Exercise passage:
# # # # # # #
These, then, are the facts and reasons upon which Dr. Wallace based his strenuous advocacy of Land Nationalisation.[49] It was only by slow degrees that he arrived at some of the conclusions propounded in his later years, but once having grasped their full importance to the social and moral well-being of the community, he held them to the last.
The first book which tended to fasten his attention upon these matters was "Social Statics," by Herbert Spencer, but in 1870 the publication of his "Malay Archipelago" brought him into personal contact with John Stuart Mill, through whose invitation he became a member of the General Committee of the Land Tenure Reform Association. On the formation of the Land Nationalisation Society in 1880 he retired from the Association, and devoted himself to the larger issues which the new Society embraced.
Soon after the latter Society was started, Henry George, the American author of "Progress and Poverty," came to England, and Wallace had many opportunities of hearing him speak in public and of discussing matters of common interest in private. In spite of the ridicule poured upon Henry George's book by many eminent social reformers, Wallace consistently upheld its general principles.
His second work on these various subjects was a small book entitled "Bad Times," issued in 1885, in which he went deeply into the root causes of the depression in trade which had lasted since 1874. The facts there given were enlarged upon and continually brought up to date in his later writings. Articles which had appeared in various magazines were gathered together and included, with those on other subjects, in "Studies, Scientific and Social." His last three books, which include his ideas on social diseases [pg 144] and the best method of preventing them, were "The Wonderful Century," "Social Environment and Moral Progress," and "The Revolt of Democracy"; the two last being issued, as we have seen, in 1913, the year of his death.
# # # # # # #
Study material:
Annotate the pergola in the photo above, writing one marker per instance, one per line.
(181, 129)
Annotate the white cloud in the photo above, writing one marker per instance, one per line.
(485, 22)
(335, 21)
# # # # # # #
Your goal:
Update the passage on Wallace and land reform, starting at "These, then, are" and ending at "new Society embraced.", so that "General Committee" reads "Executive Committee".

Solution to the problem:
These, then, are the facts and reasons upon which Dr. Wallace based his strenuous advocacy of Land Nationalisation.[49] It was only by slow degrees that he arrived at some of the conclusions propounded in his later years, but once having grasped their full importance to the social and moral well-being of the community, he held them to the last.
The first book which tended to fasten his attention upon these matters was "Social Statics," by Herbert Spencer, but in 1870 the publication of his "Malay Archipelago" brought him into personal contact with John Stuart Mill, through whose invitation he became a member of the Executive Committee of the Land Tenure Reform Association. On the formation of the Land Nationalisation Society in 1880 he retired from the Association, and devoted himself to the larger issues which the new Society embraced.